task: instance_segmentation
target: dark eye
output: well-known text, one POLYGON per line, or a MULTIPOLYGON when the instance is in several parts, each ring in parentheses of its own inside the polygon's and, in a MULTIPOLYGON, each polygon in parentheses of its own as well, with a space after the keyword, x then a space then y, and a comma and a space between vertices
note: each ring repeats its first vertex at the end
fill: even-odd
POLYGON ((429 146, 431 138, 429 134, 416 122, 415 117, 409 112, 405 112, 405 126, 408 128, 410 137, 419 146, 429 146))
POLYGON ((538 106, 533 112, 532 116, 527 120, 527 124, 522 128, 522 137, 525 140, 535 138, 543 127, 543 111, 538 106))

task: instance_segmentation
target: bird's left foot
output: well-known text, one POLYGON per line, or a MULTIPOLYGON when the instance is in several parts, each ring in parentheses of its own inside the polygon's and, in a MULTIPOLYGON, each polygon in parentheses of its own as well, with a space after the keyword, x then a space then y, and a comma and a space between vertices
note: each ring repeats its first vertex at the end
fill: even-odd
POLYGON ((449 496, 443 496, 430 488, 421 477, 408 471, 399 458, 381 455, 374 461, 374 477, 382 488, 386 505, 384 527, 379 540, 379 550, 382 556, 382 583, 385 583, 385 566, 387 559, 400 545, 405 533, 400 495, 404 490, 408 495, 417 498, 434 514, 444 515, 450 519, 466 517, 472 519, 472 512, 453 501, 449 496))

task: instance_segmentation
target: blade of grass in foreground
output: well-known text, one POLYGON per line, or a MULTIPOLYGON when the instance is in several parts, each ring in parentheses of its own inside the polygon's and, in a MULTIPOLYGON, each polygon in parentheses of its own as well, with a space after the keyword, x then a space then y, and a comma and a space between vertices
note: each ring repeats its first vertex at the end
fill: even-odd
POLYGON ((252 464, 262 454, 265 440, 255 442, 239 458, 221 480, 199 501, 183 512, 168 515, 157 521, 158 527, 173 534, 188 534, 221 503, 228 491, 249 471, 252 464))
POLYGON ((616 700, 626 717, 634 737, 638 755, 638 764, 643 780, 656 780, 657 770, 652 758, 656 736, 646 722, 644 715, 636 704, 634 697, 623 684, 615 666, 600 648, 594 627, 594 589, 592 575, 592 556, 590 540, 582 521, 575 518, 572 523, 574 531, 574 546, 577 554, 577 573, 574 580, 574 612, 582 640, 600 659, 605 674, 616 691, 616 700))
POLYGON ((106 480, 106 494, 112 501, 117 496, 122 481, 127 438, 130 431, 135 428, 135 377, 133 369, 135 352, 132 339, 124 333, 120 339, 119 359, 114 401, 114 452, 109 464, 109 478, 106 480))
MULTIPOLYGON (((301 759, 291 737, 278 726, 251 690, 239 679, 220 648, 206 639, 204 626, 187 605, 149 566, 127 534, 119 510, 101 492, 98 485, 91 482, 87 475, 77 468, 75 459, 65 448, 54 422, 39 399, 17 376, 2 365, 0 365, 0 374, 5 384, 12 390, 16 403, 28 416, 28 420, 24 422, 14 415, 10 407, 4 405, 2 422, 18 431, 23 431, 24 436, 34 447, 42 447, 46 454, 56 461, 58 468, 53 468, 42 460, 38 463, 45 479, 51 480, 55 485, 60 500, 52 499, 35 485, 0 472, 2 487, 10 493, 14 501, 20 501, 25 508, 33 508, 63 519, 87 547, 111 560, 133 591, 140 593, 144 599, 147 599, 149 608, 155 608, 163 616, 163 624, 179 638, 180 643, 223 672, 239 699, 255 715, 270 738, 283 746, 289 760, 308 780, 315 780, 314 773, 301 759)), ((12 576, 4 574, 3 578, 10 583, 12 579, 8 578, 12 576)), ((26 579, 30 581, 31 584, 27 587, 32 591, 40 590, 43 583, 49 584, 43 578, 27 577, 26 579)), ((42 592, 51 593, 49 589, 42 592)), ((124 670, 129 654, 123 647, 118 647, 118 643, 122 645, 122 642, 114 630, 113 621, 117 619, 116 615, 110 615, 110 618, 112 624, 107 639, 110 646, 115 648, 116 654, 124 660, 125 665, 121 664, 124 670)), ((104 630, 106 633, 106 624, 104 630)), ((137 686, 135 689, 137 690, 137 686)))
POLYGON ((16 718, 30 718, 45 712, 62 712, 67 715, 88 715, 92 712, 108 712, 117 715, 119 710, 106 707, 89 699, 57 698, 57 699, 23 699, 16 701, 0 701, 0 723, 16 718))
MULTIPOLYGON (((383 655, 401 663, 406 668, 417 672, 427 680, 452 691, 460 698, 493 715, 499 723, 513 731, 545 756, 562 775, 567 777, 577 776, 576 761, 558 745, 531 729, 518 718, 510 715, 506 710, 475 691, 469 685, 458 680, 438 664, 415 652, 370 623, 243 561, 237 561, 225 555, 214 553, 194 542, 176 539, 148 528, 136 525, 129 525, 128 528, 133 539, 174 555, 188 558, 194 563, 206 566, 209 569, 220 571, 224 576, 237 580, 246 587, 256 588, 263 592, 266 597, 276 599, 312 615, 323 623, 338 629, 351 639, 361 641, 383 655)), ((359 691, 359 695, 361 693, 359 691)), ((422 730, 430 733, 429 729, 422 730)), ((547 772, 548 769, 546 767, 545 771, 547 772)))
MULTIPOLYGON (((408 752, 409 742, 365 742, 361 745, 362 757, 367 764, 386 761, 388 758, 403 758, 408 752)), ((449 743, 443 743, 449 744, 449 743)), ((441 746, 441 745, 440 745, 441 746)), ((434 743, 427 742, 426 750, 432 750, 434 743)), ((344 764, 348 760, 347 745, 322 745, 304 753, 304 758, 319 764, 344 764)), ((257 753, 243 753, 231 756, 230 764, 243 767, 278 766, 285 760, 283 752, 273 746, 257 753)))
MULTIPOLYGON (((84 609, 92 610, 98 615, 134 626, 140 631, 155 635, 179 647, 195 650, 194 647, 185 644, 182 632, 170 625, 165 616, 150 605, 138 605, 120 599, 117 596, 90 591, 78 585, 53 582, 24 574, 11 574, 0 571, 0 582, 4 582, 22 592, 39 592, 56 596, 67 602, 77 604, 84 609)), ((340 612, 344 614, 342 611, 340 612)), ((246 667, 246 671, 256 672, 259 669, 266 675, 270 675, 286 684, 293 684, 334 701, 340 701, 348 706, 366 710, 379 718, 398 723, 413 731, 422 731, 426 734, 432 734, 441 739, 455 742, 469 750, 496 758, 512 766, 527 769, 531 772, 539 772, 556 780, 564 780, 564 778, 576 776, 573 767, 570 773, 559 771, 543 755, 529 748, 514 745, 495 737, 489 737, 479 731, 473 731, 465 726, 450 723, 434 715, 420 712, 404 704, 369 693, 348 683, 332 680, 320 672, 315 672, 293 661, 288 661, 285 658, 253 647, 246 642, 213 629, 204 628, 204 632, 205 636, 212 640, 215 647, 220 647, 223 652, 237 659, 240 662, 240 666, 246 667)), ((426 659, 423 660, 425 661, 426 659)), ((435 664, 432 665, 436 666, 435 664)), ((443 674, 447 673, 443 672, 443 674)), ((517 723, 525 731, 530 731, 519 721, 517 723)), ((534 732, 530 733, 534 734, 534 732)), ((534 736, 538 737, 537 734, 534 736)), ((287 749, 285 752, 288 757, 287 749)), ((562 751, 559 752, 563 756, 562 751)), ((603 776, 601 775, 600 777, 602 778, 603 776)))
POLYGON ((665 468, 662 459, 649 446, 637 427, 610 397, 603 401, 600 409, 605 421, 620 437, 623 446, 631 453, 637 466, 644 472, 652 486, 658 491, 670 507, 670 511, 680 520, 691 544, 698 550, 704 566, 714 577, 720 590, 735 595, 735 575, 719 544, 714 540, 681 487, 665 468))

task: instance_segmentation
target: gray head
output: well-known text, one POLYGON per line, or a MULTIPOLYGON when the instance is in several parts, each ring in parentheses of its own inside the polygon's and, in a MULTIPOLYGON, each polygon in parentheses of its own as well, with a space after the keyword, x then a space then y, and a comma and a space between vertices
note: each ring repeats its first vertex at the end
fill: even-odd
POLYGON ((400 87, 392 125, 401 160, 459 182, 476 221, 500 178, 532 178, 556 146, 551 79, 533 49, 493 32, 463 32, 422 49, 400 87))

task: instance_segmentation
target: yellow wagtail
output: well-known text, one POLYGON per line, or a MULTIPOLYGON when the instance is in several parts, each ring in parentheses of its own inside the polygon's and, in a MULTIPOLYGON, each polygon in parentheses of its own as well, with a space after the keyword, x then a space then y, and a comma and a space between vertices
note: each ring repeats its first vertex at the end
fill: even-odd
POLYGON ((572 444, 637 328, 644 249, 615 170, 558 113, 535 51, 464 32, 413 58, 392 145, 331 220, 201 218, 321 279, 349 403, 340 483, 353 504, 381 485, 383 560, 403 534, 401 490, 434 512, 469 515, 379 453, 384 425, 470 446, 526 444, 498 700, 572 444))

## Task item
Among the lines above, find those with the string "target" and copy them.

## Output below
target: dark eye
target: bird's left foot
target: blade of grass in foreground
target: gray head
target: yellow wagtail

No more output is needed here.